[Exercise requirements]: Output only the span of lines that begins at the line containing "locate | one dot per instance of the stone foundation" and ends at the last line of the data, both included, exactly as they appear.

[Information shown]:
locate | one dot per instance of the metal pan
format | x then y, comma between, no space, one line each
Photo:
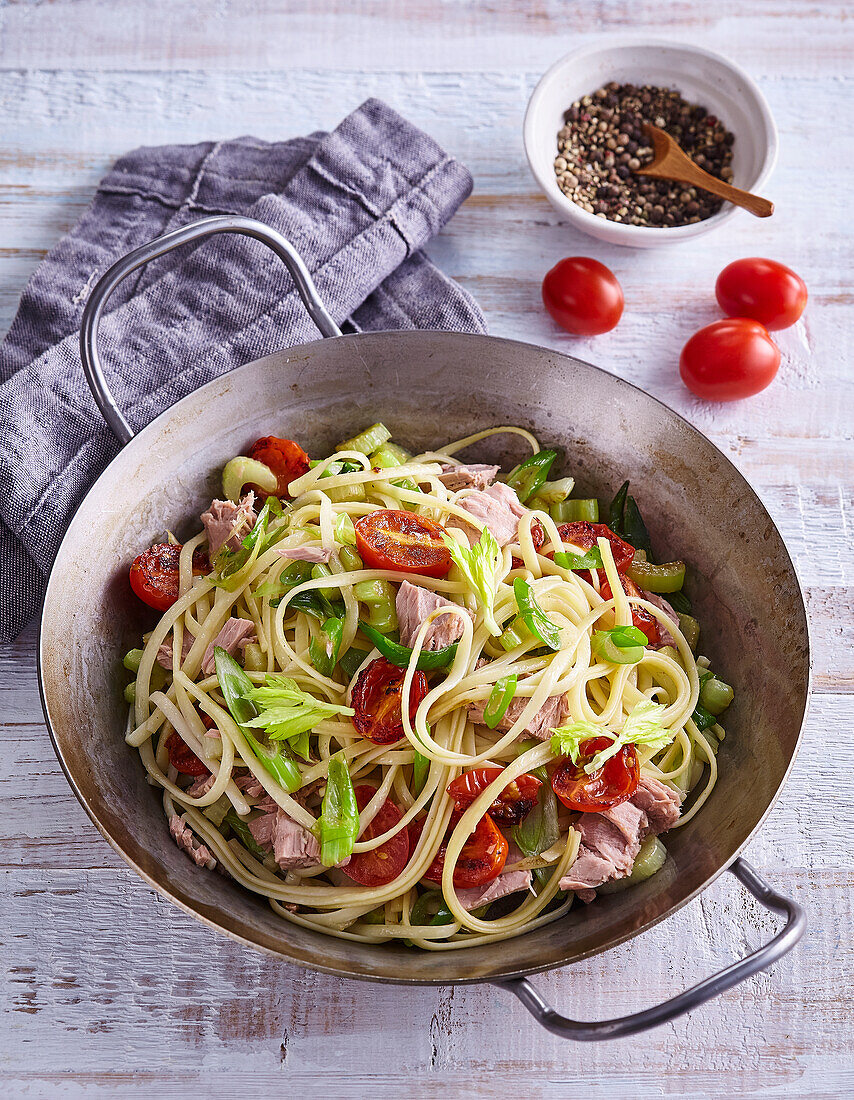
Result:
430,387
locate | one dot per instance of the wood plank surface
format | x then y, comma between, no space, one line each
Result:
111,991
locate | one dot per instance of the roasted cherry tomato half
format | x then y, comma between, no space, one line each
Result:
286,459
376,699
614,782
641,617
583,535
403,541
582,296
537,537
183,758
154,574
512,806
762,289
481,859
729,360
380,866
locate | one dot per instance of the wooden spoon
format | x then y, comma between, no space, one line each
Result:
671,162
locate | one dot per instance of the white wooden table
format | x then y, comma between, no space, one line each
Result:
111,991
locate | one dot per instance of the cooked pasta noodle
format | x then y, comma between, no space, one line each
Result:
439,741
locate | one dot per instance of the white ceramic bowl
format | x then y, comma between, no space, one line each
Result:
702,77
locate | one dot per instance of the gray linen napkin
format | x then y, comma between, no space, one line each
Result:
358,202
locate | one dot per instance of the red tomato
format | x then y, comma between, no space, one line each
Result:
762,289
537,537
583,535
378,697
286,459
729,360
183,758
609,785
154,574
641,617
403,541
481,859
512,806
582,296
380,866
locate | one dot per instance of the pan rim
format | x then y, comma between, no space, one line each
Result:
500,974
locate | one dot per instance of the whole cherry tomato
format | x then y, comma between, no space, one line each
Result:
512,806
762,289
582,296
614,782
380,866
154,574
403,541
286,459
378,697
729,360
481,859
183,758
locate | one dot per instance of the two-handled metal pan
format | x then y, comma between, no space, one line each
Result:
430,387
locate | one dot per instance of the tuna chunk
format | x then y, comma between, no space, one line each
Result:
660,803
499,508
548,717
473,475
611,839
309,551
507,882
227,524
292,845
236,635
164,653
665,638
183,836
413,606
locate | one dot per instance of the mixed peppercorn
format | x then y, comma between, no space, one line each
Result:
602,144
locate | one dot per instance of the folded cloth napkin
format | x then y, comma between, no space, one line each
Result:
358,204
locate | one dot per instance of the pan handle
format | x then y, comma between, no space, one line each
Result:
763,957
195,231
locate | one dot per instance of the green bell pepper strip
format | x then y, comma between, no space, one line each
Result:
500,699
241,829
324,649
234,683
402,655
569,512
576,561
338,825
530,474
533,615
666,578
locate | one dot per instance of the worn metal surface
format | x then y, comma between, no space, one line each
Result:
743,585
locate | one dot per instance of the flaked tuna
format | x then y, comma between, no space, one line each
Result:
414,604
471,475
227,524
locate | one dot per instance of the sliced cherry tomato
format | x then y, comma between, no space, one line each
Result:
380,866
154,574
481,859
403,541
762,289
376,699
641,617
512,806
537,537
583,535
286,459
582,296
614,782
183,758
729,360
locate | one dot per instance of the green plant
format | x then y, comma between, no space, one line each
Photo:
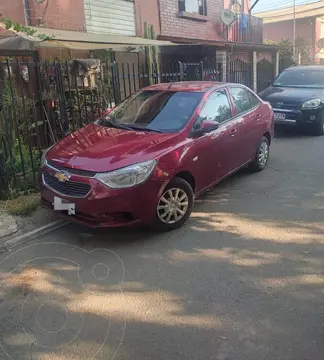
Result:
17,27
17,162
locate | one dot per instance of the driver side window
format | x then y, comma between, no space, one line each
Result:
217,108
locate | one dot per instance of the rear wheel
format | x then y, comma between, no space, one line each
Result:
318,128
262,155
175,205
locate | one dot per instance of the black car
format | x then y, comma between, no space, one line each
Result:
297,97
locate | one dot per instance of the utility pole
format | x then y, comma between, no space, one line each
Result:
294,31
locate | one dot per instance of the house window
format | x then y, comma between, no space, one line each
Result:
322,29
193,6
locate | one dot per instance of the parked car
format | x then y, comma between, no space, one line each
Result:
297,98
147,159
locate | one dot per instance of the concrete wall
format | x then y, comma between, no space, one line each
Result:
61,14
147,11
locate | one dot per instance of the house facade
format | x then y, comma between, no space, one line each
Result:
197,25
279,24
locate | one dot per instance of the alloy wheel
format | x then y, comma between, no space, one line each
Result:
172,206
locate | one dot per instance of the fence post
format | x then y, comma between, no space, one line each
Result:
277,64
254,72
221,58
3,178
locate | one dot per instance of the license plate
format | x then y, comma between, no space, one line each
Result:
62,205
280,116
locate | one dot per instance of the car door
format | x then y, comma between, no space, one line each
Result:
214,150
249,123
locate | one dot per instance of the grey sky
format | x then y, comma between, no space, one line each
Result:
265,5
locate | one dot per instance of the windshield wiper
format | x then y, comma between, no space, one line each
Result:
139,128
104,122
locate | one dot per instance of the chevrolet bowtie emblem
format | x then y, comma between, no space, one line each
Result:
62,176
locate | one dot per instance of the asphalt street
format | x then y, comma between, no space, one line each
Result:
242,280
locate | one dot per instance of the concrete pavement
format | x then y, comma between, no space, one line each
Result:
243,280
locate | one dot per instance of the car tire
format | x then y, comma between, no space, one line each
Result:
318,128
262,156
177,197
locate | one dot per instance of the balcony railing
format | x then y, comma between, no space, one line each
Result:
246,29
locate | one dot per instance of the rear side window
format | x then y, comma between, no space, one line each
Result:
217,108
241,99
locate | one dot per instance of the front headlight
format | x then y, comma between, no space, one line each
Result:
311,104
43,158
127,177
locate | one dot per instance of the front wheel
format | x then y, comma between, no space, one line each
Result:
318,128
262,155
175,205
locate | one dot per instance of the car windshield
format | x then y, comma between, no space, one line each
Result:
301,78
158,111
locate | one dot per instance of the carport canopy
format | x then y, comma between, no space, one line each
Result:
75,40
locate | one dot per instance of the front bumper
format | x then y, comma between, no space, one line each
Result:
104,207
297,117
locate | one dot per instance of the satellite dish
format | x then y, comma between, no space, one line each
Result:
227,17
320,43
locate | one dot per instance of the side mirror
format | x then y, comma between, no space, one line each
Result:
209,126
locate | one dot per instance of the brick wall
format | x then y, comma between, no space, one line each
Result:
284,30
174,26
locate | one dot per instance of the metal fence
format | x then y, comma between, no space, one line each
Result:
42,102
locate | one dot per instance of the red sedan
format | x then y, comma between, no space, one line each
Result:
146,160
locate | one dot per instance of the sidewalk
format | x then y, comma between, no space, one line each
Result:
12,226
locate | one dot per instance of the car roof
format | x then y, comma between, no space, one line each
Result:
191,86
306,67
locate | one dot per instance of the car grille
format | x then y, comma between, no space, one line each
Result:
68,188
79,172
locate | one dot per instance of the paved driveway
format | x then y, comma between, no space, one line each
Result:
243,280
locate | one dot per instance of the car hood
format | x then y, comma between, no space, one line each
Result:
99,149
290,96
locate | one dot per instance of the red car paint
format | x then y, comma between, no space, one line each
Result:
95,149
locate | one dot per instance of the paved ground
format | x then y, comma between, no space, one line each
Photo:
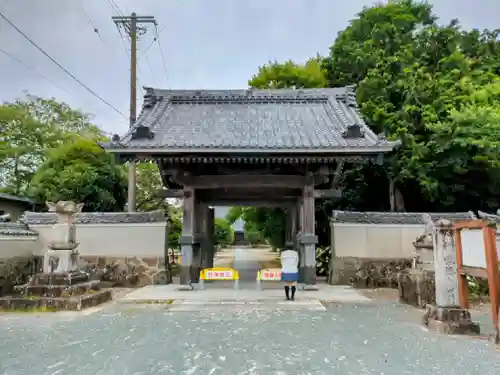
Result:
377,337
344,339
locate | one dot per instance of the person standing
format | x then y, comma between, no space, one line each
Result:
290,271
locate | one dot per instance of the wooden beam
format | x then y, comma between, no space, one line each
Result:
249,202
169,193
338,173
243,181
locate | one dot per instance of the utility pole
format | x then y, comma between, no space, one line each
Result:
132,26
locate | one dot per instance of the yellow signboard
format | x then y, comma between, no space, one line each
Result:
219,274
269,274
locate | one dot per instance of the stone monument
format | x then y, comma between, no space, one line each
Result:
62,256
446,316
416,284
62,285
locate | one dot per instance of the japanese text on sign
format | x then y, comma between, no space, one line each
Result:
271,275
219,274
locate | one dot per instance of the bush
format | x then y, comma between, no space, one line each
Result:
82,172
223,233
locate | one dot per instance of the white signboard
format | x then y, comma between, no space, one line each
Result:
473,252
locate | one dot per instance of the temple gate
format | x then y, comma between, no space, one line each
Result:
282,148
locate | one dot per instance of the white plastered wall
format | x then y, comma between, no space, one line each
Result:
375,241
115,240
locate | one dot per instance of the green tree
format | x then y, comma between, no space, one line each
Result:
82,172
29,127
223,233
277,75
148,184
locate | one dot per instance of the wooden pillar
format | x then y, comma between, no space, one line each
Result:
207,246
291,227
298,246
199,239
188,239
132,186
445,263
308,238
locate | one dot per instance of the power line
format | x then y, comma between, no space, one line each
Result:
161,51
96,30
34,71
59,65
115,7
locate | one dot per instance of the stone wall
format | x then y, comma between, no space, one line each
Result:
126,271
366,272
417,287
123,249
17,244
370,249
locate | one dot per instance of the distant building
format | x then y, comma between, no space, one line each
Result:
15,205
239,232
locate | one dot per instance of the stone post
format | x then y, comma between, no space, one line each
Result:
208,238
447,316
308,239
62,256
200,238
298,236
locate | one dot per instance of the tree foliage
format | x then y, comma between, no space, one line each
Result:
434,87
223,233
28,128
82,172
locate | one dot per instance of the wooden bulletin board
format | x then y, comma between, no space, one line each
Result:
477,256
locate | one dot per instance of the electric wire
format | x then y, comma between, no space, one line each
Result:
30,68
96,30
161,51
59,65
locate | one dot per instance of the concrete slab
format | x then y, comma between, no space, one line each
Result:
330,293
309,305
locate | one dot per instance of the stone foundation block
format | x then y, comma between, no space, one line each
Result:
54,303
367,272
450,320
417,287
127,271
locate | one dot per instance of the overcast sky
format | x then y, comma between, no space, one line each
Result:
206,44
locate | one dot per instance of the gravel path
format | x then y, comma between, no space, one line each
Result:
378,338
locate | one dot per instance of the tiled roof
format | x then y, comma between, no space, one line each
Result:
406,218
323,120
491,217
48,218
16,229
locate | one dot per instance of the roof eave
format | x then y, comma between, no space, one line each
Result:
376,149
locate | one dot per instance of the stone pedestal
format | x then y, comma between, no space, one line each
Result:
447,316
189,248
450,320
64,286
307,269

[Final result]:
locate | one dot per instance of the stone foundation block
format | x then y, comma between, no space, one line each
Result:
54,303
367,272
450,320
417,287
127,271
locate | one dot per instance of the overcast sky
format | x then y, comma between, no space, one line each
Result:
206,44
locate | one dot per instance of the gravel path
format | x then y, comma between, no space, one line each
Result:
378,338
locate | one dot per instance of the tiled roof
format | x then y, comma between, no space, one line each
Result:
406,218
323,120
491,217
48,218
16,229
locate | one dot per instance of the roof eave
format | x then y, comma between, no space, one line each
Result:
376,149
locate | one dot per instance of the stone pedestal
format | x then y, comma between, no space, one line each
Result:
447,316
189,248
450,320
64,286
307,269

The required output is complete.